À côté du premier but, qui est de décider le téléspectateur à regarder la série, le générique endosse aussi deux autres rôles importants : un rôle phatique et un rôle éthique.
Le générique a une fonction phatique. Ce terme, emprunté à la théorie des fonctions du langage de Roman Jakobson, signifie que le générique indique que le canal de communication va être utilisé. La visée pragmatique, c’est-à-dire son but au niveau de l’action qu’il souhaite déclencher, est double : le générique de début indique l’ouverture de ce canal, tandis que le générique de fin désigne sa fermeture. À côté de cette indication du début du programme, le générique joue également un rôle d’identification fort : chaque générique doit être facilement reconnaissable. C’est la jonction de ces deux éléments qui fait que, lorsque nous sommes absents de la pièce où est la télévision, nous puissions y revenir quand commence le programme que nous voulons voir.
Lorsqu’elle analyse le rôle de la musique dans les mises en scène de la télévision, Hélène Duccini assigne clairement ce rôle au générique : « La musique des génériques d’émission joue un rôle analogue [à celui des spots de publicité] : prévenir les téléspectateurs, peut-être éloignés du récepteur, que l’émission commence ; c’est un signal d’appel. » Dans cette conception, la musique joue un rôle essentiel puisqu’il faut qu’elle soit clairement identifiable, même dans des conditions de réception peu favorables, malgré le « bruit », pour reprendre encore un terme de Jakobson. La musique d’Oz est composée essentiellement de percussions, sans accords phoniques, et elle est hachée. Elle est donc complètement différente de celle d’autres séries télévisées, comme The X-Files, Friends ou Ally McBeal. Il est d’ailleurs intéressant de noter à ce sujet que ces trois génériques ont fait l’objet d’une sortie en disques, alors que pour Oz, c’est une compilation de morceaux ayant un rapport thématique avec la série qui est sortie récemment. À côté de ce phénomène d’appel et d’identification, la musique a aussi une fonction pathétique, qui consiste à déclencher des émotions chez le téléspectateur.
+===+
● Consigne
Pouvez-vous recopier mot pour mot le passage du texte sur le générique, de « Le générique a » à « nous voulons voir. » ? Le matériel qui suit n'est pas nécessaire.
+===+
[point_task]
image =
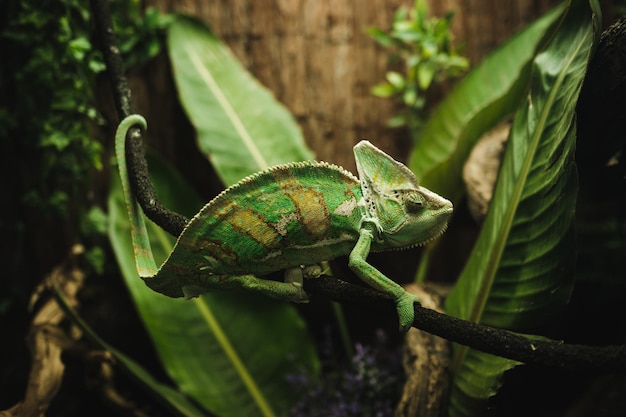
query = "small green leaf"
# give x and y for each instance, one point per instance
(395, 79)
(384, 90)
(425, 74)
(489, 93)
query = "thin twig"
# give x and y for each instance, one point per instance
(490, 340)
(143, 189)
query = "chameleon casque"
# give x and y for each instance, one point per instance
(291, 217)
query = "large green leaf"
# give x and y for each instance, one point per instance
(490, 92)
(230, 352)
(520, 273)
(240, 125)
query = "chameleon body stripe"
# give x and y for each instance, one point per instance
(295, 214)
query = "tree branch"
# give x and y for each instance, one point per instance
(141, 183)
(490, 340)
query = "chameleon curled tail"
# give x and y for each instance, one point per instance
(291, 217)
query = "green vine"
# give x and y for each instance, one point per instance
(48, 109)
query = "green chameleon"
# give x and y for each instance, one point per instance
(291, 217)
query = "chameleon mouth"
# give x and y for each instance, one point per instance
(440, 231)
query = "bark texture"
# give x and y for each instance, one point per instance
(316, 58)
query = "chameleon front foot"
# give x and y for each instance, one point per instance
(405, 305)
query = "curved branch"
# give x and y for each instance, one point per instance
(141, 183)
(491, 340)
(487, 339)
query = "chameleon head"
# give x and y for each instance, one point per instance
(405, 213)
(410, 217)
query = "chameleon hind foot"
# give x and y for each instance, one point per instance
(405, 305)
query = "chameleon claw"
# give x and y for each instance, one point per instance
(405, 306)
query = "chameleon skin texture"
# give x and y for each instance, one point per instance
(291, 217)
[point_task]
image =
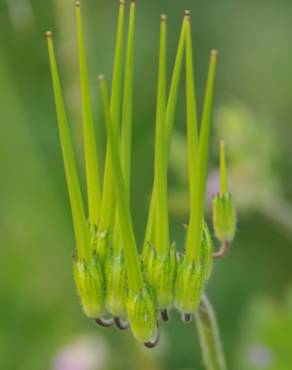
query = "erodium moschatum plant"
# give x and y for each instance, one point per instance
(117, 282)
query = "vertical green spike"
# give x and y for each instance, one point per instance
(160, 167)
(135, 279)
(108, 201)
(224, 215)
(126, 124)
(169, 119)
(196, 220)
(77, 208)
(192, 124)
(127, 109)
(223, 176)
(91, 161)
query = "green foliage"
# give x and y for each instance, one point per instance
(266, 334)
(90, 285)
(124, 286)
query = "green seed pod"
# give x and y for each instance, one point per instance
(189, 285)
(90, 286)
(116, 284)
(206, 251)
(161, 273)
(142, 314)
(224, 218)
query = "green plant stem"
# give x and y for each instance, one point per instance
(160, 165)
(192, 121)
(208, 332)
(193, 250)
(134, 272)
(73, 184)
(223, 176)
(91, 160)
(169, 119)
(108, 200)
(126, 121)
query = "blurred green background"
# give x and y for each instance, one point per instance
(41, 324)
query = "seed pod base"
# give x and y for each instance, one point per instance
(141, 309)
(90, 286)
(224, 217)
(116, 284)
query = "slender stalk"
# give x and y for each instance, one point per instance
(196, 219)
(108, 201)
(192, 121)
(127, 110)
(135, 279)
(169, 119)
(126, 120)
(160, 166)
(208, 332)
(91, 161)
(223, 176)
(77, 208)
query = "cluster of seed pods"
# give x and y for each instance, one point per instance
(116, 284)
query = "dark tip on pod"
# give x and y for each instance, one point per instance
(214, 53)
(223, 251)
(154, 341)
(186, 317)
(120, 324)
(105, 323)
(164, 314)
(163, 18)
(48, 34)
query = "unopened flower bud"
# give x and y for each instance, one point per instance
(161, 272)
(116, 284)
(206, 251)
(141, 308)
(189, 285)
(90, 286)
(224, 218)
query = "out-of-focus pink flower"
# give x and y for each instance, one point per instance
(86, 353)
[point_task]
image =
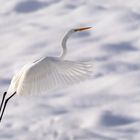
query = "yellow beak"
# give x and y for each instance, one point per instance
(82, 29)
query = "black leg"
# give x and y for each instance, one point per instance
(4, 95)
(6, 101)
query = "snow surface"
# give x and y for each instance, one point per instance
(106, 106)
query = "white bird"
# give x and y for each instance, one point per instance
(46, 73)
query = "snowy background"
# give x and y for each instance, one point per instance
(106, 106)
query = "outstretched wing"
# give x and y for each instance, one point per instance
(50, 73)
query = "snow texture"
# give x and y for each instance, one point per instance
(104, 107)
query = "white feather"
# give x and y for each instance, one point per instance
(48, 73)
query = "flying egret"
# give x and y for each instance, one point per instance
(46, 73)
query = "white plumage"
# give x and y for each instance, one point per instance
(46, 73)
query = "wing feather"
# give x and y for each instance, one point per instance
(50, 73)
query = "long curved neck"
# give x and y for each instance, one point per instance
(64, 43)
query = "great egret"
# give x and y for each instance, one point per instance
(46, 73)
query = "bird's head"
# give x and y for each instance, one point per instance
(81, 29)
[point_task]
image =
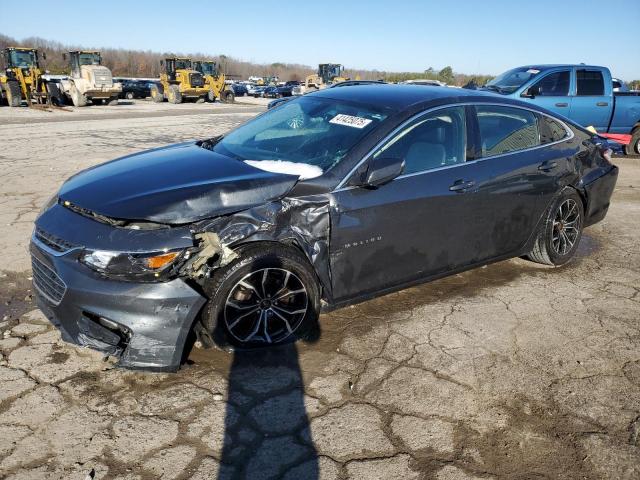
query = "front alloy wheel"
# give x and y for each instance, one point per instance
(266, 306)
+===+
● Résultat
Le générique a une fonction phatique. Ce terme, emprunté à la théorie des fonctions du langage de Roman Jakobson, signifie que le générique indique que le canal de communication va être utilisé. La visée pragmatique, c’est-à-dire son but au niveau de l’action qu’il souhaite déclencher, est double : le générique de début indique l’ouverture de ce canal, tandis que le générique de fin désigne sa fermeture. À côté de cette indication du début du programme, le générique joue également un rôle d’identification fort : chaque générique doit être facilement reconnaissable. C’est la jonction de ces deux éléments qui fait que, lorsque nous sommes absents de la pièce où est la télévision, nous puissions y revenir quand commence le programme que nous voulons voir.